[Start SUPPLIED INFORMATION]

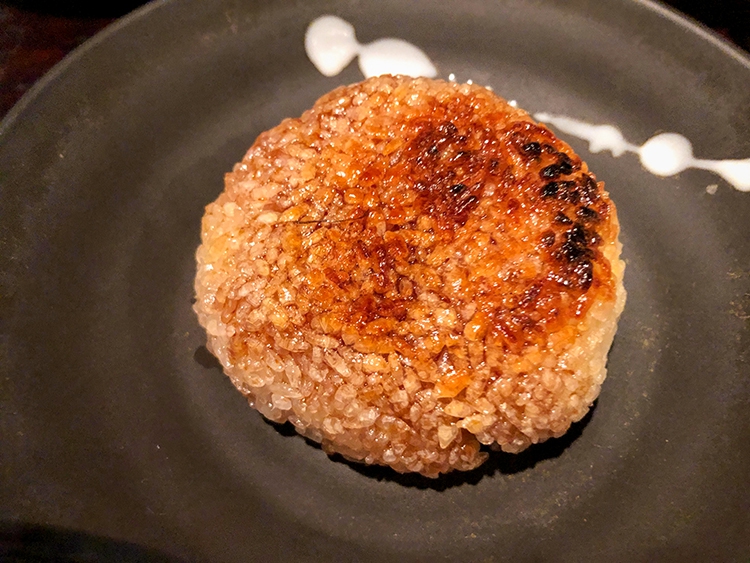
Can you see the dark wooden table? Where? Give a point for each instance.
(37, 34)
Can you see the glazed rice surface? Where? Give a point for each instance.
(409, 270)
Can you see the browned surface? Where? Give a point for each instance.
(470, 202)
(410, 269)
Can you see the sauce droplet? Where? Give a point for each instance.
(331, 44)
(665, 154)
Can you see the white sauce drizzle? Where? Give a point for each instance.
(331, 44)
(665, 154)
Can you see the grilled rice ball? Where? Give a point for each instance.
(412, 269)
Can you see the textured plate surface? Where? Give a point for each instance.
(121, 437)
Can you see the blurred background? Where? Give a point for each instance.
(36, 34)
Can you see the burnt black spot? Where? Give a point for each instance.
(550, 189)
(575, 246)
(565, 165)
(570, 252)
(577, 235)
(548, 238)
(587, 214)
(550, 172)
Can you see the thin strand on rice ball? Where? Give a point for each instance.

[End SUPPLIED INFORMATION]

■ REQUIREMENTS
Convert every line of the listing above into a JSON list of strings, one string per line, skipping blank lines. Omit the pictures from the output.

■ WRITTEN RESPONSE
[
  "Can you see the dark wooden table? Where? Give a point for each instance.",
  "(37, 34)",
  "Can you see the glazed rice surface? Where? Give a point for each instance.",
  "(409, 270)",
  "Can you see the browned surface? Where? Give a point for each instance.",
  "(470, 202)",
  "(410, 269)",
  "Can you see the sauce droplet? Where? Give a point for each instance.",
  "(331, 44)",
  "(665, 154)",
  "Can you see the white sauce drizzle? Where? Give a point for each instance.",
  "(331, 44)",
  "(665, 154)",
  "Can you see the grilled rice ball? Where? Give a point for each instance.",
  "(412, 269)",
  "Can you see the textured plate surface? Where? Give a point for each instance.",
  "(121, 437)",
  "Can you see the blurred background? Where? Give a point for each instance.",
  "(36, 34)",
  "Can you see the burnt black spot? Where? Give a point for each instance.",
  "(550, 189)",
  "(575, 246)",
  "(565, 165)",
  "(570, 252)",
  "(577, 235)",
  "(548, 238)",
  "(587, 214)",
  "(550, 172)",
  "Can you see the thin strand on rice ball? Where? Give a point for each instance."
]